● WHAT IS REQUIRED
Transcribe all of the records, leaving out any pictures.

# # # # #

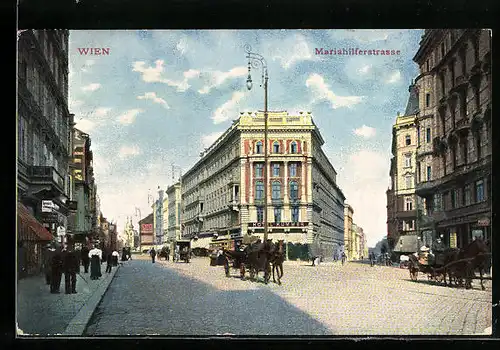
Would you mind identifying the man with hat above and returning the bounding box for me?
[50,243,64,293]
[62,239,80,294]
[42,242,56,285]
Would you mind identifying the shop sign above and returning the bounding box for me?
[478,218,490,226]
[57,225,66,237]
[42,212,59,223]
[449,232,457,249]
[42,200,55,212]
[249,222,308,228]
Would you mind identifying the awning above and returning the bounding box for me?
[17,202,53,241]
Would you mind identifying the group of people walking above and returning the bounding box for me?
[42,241,121,294]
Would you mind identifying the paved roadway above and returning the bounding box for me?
[84,256,492,336]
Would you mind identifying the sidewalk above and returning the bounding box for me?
[16,262,120,336]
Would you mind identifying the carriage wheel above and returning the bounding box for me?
[409,265,418,281]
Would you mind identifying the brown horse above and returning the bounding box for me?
[270,240,285,285]
[463,238,490,290]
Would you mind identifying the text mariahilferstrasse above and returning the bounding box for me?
[315,47,401,56]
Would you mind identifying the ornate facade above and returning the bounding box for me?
[181,111,345,260]
[414,29,491,249]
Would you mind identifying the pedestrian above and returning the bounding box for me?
[166,246,170,261]
[50,244,64,293]
[175,245,180,262]
[62,240,80,294]
[370,252,375,267]
[341,252,346,265]
[150,247,156,263]
[112,250,119,266]
[81,244,90,273]
[105,251,113,273]
[88,244,102,280]
[42,242,55,285]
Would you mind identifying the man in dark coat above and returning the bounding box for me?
[150,248,156,263]
[43,243,55,285]
[62,242,80,294]
[81,245,90,273]
[105,251,113,273]
[50,245,64,293]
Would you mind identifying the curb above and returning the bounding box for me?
[61,264,120,336]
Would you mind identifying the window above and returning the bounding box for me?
[289,181,299,200]
[405,175,413,189]
[289,163,298,177]
[426,93,431,107]
[417,162,421,182]
[274,207,282,223]
[291,206,299,222]
[18,117,25,161]
[440,72,446,96]
[272,163,280,177]
[272,181,281,200]
[460,47,467,75]
[273,141,280,153]
[441,42,445,58]
[476,180,484,202]
[256,206,264,223]
[405,135,411,146]
[433,193,442,211]
[405,154,412,168]
[464,184,472,206]
[462,138,468,165]
[255,163,263,178]
[426,128,431,143]
[405,197,413,211]
[426,60,429,72]
[450,190,457,209]
[255,141,263,154]
[255,181,264,200]
[290,141,297,154]
[476,133,482,160]
[427,166,432,181]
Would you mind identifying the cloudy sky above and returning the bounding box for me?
[68,29,423,247]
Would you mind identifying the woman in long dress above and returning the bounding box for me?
[89,245,102,280]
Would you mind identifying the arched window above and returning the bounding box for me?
[290,141,298,154]
[255,181,264,200]
[255,141,263,154]
[289,181,298,200]
[273,141,280,153]
[272,181,281,200]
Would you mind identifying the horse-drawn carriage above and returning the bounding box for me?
[222,238,285,285]
[175,240,191,263]
[408,238,491,290]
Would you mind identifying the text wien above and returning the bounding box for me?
[77,48,110,55]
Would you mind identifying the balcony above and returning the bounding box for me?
[415,179,441,197]
[450,75,468,93]
[395,210,418,220]
[28,166,65,194]
[455,117,470,133]
[227,199,240,212]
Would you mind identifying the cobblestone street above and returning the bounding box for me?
[84,256,491,336]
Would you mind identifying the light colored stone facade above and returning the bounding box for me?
[166,182,182,243]
[181,111,345,259]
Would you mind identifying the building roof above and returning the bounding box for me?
[403,83,419,116]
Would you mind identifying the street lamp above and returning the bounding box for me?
[245,44,269,242]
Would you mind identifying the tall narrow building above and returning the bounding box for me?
[386,84,419,255]
[414,29,492,249]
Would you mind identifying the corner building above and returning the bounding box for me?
[182,111,345,260]
[414,29,492,249]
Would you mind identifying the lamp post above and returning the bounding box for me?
[135,207,141,252]
[245,44,269,242]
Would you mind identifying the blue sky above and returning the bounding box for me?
[68,29,423,247]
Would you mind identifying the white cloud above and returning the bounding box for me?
[201,131,224,149]
[332,29,400,43]
[70,99,83,109]
[212,91,246,124]
[358,64,372,75]
[386,70,402,84]
[118,145,141,159]
[137,92,170,109]
[353,125,377,139]
[272,34,319,69]
[74,119,96,133]
[198,66,247,94]
[117,109,143,125]
[305,74,364,109]
[95,107,112,117]
[337,150,391,247]
[81,83,101,92]
[132,60,199,92]
[176,38,188,55]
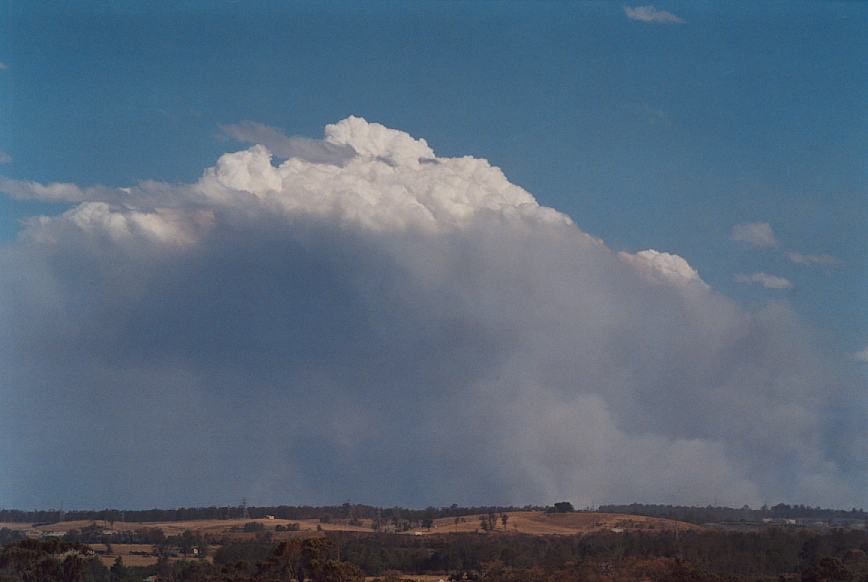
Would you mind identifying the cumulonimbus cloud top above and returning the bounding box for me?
[20,117,570,243]
[0,117,863,508]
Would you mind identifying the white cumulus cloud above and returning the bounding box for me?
[18,117,569,238]
[0,117,862,509]
[221,121,356,165]
[618,249,708,290]
[0,176,108,202]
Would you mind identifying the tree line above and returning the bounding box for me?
[3,502,863,527]
[598,504,868,525]
[0,537,365,582]
[3,527,868,581]
[0,503,545,525]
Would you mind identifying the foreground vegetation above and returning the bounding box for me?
[2,526,868,581]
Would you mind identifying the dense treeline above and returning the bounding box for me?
[321,529,868,578]
[3,528,868,581]
[0,537,365,582]
[192,529,868,579]
[0,503,544,525]
[599,504,868,525]
[3,502,864,526]
[0,530,24,548]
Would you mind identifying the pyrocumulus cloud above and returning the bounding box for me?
[0,117,863,509]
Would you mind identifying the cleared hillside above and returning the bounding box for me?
[428,511,701,535]
[2,510,700,540]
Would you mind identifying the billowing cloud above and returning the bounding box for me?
[0,152,11,165]
[731,222,777,248]
[853,347,868,363]
[786,252,842,267]
[618,249,708,290]
[734,272,793,290]
[624,5,685,24]
[0,176,105,202]
[0,62,7,71]
[0,117,863,509]
[221,121,356,165]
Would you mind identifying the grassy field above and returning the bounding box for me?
[88,543,172,567]
[1,517,368,537]
[429,511,701,535]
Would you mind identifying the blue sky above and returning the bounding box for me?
[0,1,866,507]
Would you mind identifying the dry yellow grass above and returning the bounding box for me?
[89,543,174,567]
[76,543,201,567]
[424,511,701,536]
[14,517,353,537]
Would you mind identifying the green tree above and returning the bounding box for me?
[83,557,110,582]
[802,556,853,582]
[109,556,127,581]
[552,502,575,513]
[156,555,173,580]
[0,539,92,582]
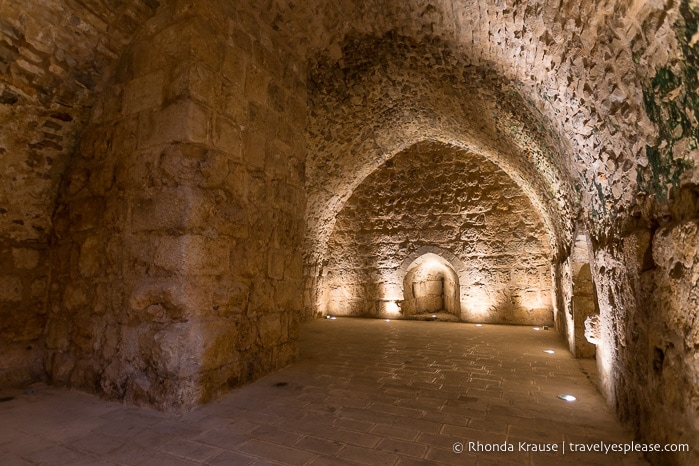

# # # # #

● TASK ANSWER
Would you mind identifying the man with hat above and returning the bounding box for me?
[50,243,64,293]
[62,239,80,294]
[42,242,56,285]
Would you mind identifying the shop sign above and returning the bounding box for me?
[478,218,490,226]
[57,225,66,237]
[42,212,59,223]
[449,232,457,249]
[42,200,55,212]
[249,222,308,228]
Would you mind identifying the awning above and returning the bounding box for me?
[17,202,53,241]
Would you mind identifying the group of people walking above and returning the bounding box for me?
[42,241,121,294]
Would you mind identifying the paved roadway above and returning the bounding box for me?
[84,256,492,336]
Would you mind identifying the sidewalk above and returning the bounding box for me?
[16,262,120,336]
Would you mind identifying the carriage wheel above and returning the bounding box for me?
[409,265,418,281]
Would you mind identifying the brown horse above and returning the bounding box for me?
[270,240,285,285]
[463,238,490,290]
Would you mind identifying the text mariahilferstrasse above and returning the bounding box for me?
[315,47,401,56]
Would you mind identifying the ornate facade above and returning the bounding box for me?
[181,111,345,260]
[414,29,491,249]
Would you mind identifying the pedestrian above and returning the bounding box for me?
[166,246,170,261]
[50,244,64,293]
[175,245,180,262]
[62,240,80,294]
[370,252,375,267]
[341,252,346,265]
[150,247,156,263]
[112,250,119,266]
[81,244,90,273]
[105,251,113,273]
[88,244,102,280]
[42,242,55,285]
Would you mind identifying the man in dark coat above and returning the bounding box for me?
[150,248,156,263]
[43,243,55,285]
[62,242,80,294]
[81,245,90,273]
[105,251,113,273]
[50,245,64,293]
Would you mind identifying the curb above and returning the bounding box for me?
[61,264,120,336]
Would you mind identifying the window above and returning the bounding box for me?
[289,181,299,200]
[405,175,413,189]
[289,163,298,177]
[426,93,431,107]
[417,162,421,182]
[274,207,282,223]
[291,206,299,222]
[18,117,25,161]
[440,72,446,96]
[272,163,280,177]
[272,181,281,200]
[460,47,467,75]
[273,141,280,153]
[441,42,445,58]
[476,180,484,202]
[256,206,264,223]
[405,135,411,146]
[433,193,442,211]
[405,154,412,168]
[464,184,472,206]
[462,138,468,165]
[255,163,263,178]
[426,128,431,143]
[405,197,413,211]
[426,60,429,72]
[450,190,457,209]
[255,141,263,154]
[255,181,264,200]
[290,141,297,154]
[476,133,482,160]
[427,166,432,181]
Would you mind identifying the cloudy sky above and returning the bounding box for me?
[68,29,423,247]
Would you mind identifying the woman in long dress above and returning the bounding box for me?
[89,245,102,280]
Would you mind identifying the arched window above and returning the bounding box for me?
[290,141,298,154]
[255,181,264,200]
[255,141,263,154]
[289,181,298,200]
[273,141,280,153]
[272,181,281,200]
Would you mind identifying the horse-drawn carriage above and returning the bounding box for me?
[222,238,285,285]
[175,240,191,263]
[408,238,491,290]
Would you mind identifying the text wien above and returning the bounding box for me?
[77,48,110,55]
Would you mind identifying the balcony above and returning the bounding box for me?
[415,179,441,197]
[450,75,468,93]
[395,210,418,220]
[28,166,65,194]
[455,117,470,133]
[227,199,240,212]
Would you mind identifying the cobblestone street above and returning the bounding box for me?
[84,256,491,336]
Would you mind identifying the light colored stone facade above and returning the bounding box for me?
[166,182,182,243]
[181,111,345,259]
Would you mind identifying the building roof above and returning the bounding box for me?
[403,83,419,116]
Would you mind identifying the street lamp above and returning the bounding box for me?
[245,44,269,242]
Would you mind identifying the tall narrow building above and returning the bounding box for me?
[386,84,419,255]
[414,29,492,249]
Would you mind identifying the corner building above and returning the bounding box for me?
[182,111,345,260]
[414,29,492,249]
Would you mind identifying the lamp post above and returning the bounding box for me?
[135,207,141,252]
[245,44,269,242]
Would you mind identifying the blue sky above and returning the bounding box for me?
[68,29,423,247]
Would you mind identifying the white cloud above and returning the bounding box for me?
[201,131,224,149]
[332,29,400,43]
[70,99,83,109]
[212,91,246,124]
[358,64,372,75]
[386,70,402,84]
[118,145,141,159]
[137,92,170,109]
[353,125,377,139]
[272,34,319,69]
[74,119,96,133]
[198,66,247,94]
[117,109,143,125]
[305,74,364,109]
[95,107,112,117]
[337,150,391,247]
[81,83,101,92]
[132,60,199,92]
[176,38,188,55]
Would you mind identifying the cumulonimbus cloud top above and returning the bounding box for me?
[20,117,570,243]
[0,117,863,508]
Would you mind identifying the white cumulus cloud above and returning the bounding box for me?
[18,117,569,238]
[0,117,862,509]
[221,121,356,165]
[618,249,708,290]
[0,176,108,202]
Would you mind identifying the tree line above and returning the bounding box for me?
[3,502,863,527]
[598,504,868,525]
[0,537,365,582]
[3,527,868,581]
[0,503,545,525]
Would you mind identifying the foreground vegetation above and returning the bounding box for me?
[2,526,868,581]
Would you mind identifying the dense treeline above and returning the bounding box for me?
[321,529,868,578]
[3,528,868,581]
[0,537,365,582]
[192,529,868,579]
[0,503,544,525]
[599,504,868,525]
[3,502,864,526]
[0,530,24,548]
Would you mind identifying the pyrocumulus cloud above and returning the bounding box for me?
[0,117,863,509]
Would you mind identifying the cleared hillside above and returning the bounding box for me?
[428,511,701,535]
[2,510,700,540]
Would you mind identifying the billowing cloud above and returning the bounding box for me?
[0,152,11,165]
[731,222,777,248]
[853,347,868,363]
[786,252,842,267]
[618,249,708,290]
[734,272,793,290]
[624,5,685,24]
[0,176,105,202]
[0,62,7,71]
[0,117,863,509]
[221,121,356,165]
Would you mind identifying the grassy field above and returning the bounding box for me?
[88,543,172,567]
[1,517,368,537]
[429,511,701,535]
Would you mind identifying the blue sky above and returning the bounding box for me?
[0,1,866,507]
Would you mind identifying the dry yellow grass above and returning the bounding box for me?
[89,543,174,567]
[76,543,201,567]
[424,511,701,536]
[14,517,353,537]
Would you mind identifying the green tree above and returning the bounding box for me?
[83,557,110,582]
[802,556,853,582]
[109,556,127,581]
[552,502,575,513]
[156,555,173,580]
[0,539,92,582]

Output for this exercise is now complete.